## Set tasks
**1)** From the passage on saying goodbye, extract everything from "I have always" down to "supposed to be.".
**2)** In the passage on saying goodbye, why does the writer love the expression "See you later, alligator!"? Explain in one to three sentences.

## Selected extract

>>>>

I have always loved the idiomatic expression “See you later, alligator!” I love it due to its playful and childish nature. I love it because I personally hate goodbyes and it makes the word “Farewell” more bearable, as if I was simply playing a game of hide-and-seek with the people, pets and memories that I needed to let go. All of them were treasures to me, but just like any scurvy mate washing the moldy wooden floors on a ship that’s filled pirates, I too had to let my treasures go. I had to let them be free from my grasp and be reclaimed by the sea, so they can be brought to where they’re supposed to be.

<<<<

(Stored data entries)
>>>>

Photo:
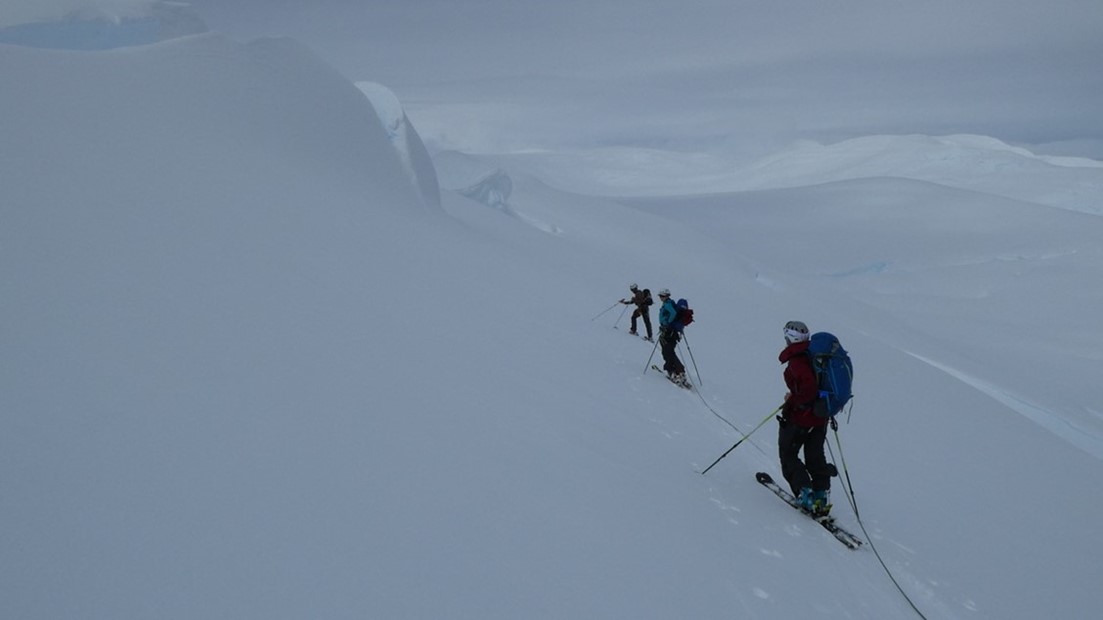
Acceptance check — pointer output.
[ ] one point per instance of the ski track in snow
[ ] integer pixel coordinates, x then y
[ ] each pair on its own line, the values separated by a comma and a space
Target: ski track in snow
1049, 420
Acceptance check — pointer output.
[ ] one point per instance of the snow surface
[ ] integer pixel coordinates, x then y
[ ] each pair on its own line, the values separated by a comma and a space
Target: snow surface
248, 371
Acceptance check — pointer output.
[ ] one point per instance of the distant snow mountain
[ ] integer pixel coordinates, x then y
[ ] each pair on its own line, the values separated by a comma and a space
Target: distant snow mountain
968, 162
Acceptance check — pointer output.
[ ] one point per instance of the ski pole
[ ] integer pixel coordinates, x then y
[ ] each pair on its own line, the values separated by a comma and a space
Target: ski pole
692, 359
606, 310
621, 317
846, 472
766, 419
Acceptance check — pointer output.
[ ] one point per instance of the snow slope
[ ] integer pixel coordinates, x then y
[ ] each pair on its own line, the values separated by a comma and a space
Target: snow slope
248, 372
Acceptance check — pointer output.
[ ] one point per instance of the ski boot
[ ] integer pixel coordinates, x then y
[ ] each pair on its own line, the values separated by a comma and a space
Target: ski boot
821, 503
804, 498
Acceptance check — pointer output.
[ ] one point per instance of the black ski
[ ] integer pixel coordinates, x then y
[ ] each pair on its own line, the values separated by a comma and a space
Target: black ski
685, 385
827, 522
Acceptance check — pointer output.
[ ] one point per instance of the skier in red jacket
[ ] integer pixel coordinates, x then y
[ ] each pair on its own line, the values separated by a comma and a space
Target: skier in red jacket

<<<<
>>>>

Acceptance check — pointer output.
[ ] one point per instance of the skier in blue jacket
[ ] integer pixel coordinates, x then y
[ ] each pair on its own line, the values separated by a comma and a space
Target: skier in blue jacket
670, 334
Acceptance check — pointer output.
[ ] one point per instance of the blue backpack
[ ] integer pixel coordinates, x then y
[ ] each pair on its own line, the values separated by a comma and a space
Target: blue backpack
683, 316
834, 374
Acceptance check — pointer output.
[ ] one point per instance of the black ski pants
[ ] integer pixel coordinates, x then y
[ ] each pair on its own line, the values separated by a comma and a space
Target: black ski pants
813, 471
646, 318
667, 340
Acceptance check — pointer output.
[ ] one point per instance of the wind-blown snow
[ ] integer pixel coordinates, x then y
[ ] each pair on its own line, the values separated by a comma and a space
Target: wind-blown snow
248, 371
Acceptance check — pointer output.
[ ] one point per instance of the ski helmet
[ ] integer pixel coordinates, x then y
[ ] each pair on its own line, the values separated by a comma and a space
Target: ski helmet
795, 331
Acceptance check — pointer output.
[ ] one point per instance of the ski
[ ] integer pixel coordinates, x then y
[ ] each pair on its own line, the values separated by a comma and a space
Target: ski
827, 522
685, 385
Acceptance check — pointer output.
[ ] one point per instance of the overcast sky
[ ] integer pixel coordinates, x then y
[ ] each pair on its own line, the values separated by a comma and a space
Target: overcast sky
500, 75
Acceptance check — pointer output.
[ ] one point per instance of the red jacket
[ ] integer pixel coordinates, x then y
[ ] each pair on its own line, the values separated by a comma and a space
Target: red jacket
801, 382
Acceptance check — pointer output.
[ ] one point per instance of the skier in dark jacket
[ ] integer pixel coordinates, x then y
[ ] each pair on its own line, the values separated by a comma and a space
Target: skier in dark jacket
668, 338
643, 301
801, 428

<<<<

## Solutions to the problems
**1)**
I have always loved the idiomatic expression “See you later, alligator!” I love it due to its playful and childish nature. I love it because I personally hate goodbyes and it makes the word “Farewell” more bearable, as if I was simply playing a game of hide-and-seek with the people, pets and memories that I needed to let go. All of them were treasures to me, but just like any scurvy mate washing the moldy wooden floors on a ship that’s filled pirates, I too had to let my treasures go. I had to let them be free from my grasp and be reclaimed by the sea, so they can be brought to where they’re supposed to be.

**2)** The writer loves it for its playful and childish nature. The writer also hates goodbyes, and the expression makes "Farewell" more bearable, as if parting were a game of hide-and-seek with the people, pets and memories that had to be let go.